**Task to carry out**
Your output should be the lines below from the one holding "TARGET = autumn wreath" through the one holding "TASK = identify one point per instance of the artificial", transcribed exactly, with no pictures.

**Records for processing**
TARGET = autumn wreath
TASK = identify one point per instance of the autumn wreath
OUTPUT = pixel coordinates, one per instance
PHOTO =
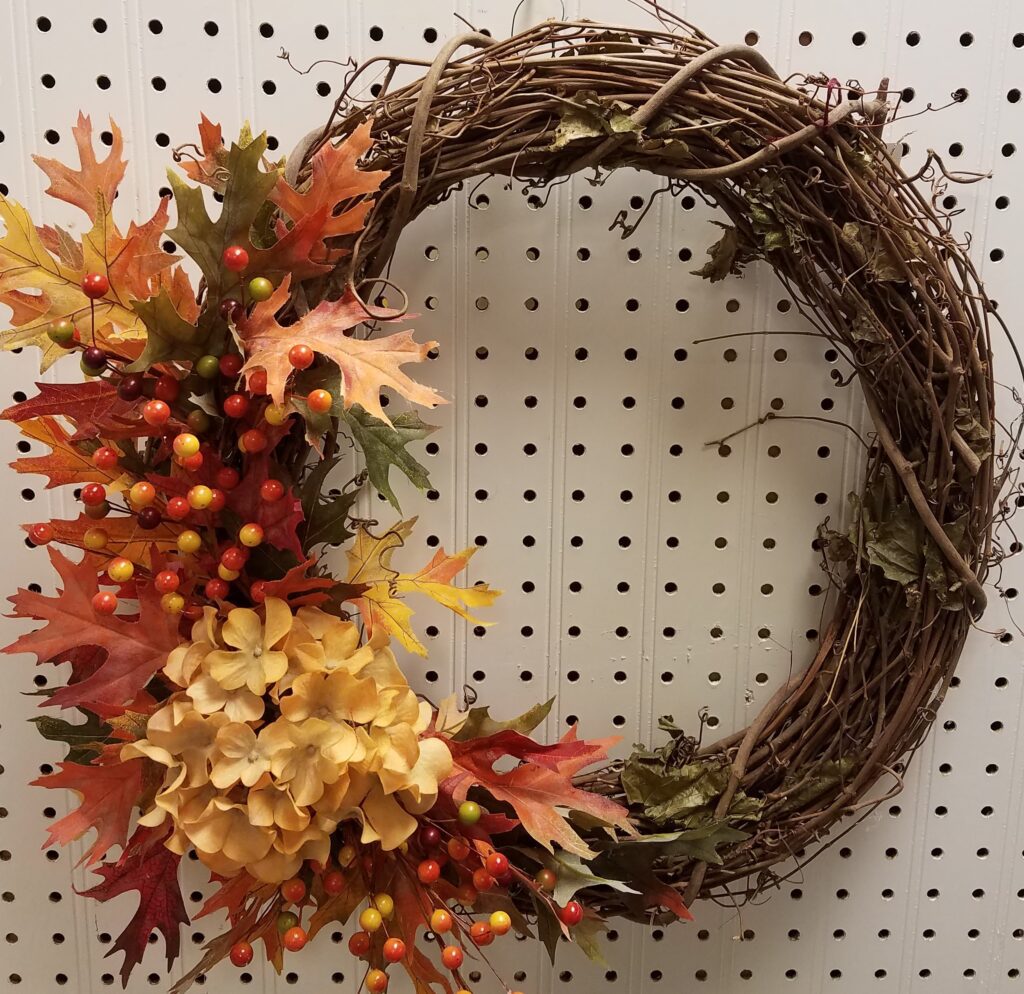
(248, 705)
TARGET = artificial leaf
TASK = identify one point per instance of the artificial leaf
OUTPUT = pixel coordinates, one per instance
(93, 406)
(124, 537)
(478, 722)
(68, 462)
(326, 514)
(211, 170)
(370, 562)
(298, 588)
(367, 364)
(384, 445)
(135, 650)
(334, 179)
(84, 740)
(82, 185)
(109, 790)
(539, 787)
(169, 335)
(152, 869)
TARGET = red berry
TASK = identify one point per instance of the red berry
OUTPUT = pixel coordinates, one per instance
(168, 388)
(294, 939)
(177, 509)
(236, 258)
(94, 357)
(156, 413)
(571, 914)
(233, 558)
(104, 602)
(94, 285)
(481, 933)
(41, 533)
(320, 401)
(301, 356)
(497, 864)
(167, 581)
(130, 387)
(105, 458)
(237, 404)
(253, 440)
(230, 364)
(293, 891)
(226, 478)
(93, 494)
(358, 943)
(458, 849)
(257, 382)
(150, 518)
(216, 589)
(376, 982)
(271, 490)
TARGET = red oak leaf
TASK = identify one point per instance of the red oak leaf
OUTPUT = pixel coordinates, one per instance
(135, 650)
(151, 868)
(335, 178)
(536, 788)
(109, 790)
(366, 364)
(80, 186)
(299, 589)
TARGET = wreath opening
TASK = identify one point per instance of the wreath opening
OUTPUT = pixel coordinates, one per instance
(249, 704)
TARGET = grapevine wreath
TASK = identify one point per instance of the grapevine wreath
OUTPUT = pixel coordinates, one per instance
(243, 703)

* * *

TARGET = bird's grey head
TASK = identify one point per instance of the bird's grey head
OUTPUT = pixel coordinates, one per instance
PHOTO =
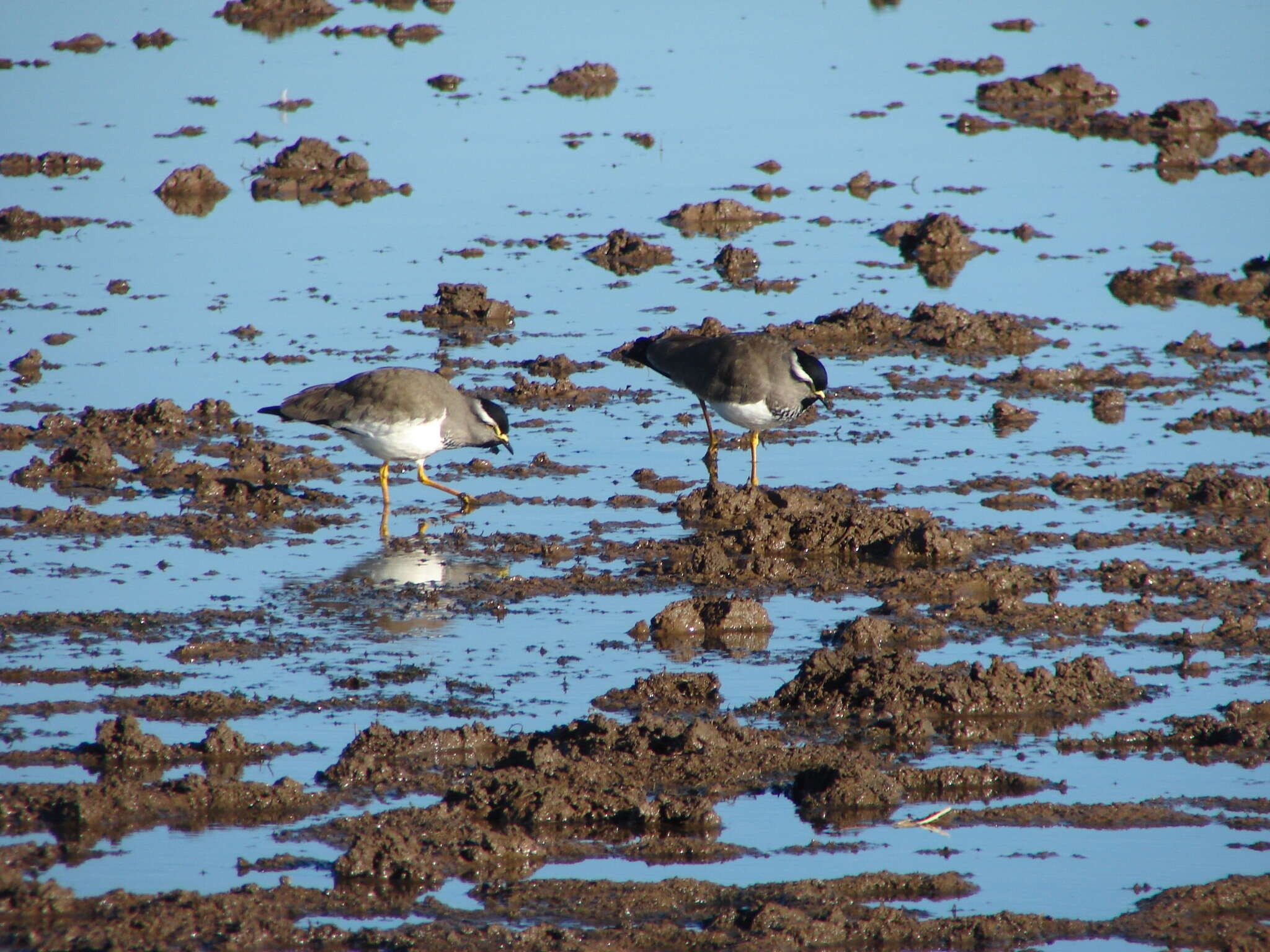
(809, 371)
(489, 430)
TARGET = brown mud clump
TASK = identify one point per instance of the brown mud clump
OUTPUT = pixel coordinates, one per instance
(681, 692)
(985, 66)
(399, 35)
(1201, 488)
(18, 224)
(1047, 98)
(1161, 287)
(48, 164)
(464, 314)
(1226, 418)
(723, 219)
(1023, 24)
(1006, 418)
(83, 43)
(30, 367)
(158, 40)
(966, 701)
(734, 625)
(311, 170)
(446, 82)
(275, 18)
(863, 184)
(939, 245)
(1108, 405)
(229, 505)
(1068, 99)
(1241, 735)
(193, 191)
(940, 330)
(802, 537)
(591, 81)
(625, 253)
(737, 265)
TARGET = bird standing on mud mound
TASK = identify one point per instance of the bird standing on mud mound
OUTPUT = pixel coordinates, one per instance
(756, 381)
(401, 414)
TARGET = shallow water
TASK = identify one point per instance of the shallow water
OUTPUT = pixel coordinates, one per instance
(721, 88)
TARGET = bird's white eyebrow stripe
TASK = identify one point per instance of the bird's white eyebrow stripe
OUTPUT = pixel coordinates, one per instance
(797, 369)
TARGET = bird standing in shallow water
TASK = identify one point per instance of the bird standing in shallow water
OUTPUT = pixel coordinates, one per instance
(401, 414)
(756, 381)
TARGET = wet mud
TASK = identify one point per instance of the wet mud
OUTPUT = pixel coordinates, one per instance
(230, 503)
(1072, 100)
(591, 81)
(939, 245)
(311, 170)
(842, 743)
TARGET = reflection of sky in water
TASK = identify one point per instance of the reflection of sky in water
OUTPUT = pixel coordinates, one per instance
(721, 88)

**Response for this exercise**
TARGET = autumn wreath
TASK = identify one point per instance of the autumn wreath
OUTPUT = pixel coordinates, one per instance
PHOTO =
(248, 705)
TARGET = artificial leaf
TASK = identify one point per instance of the artificial leaf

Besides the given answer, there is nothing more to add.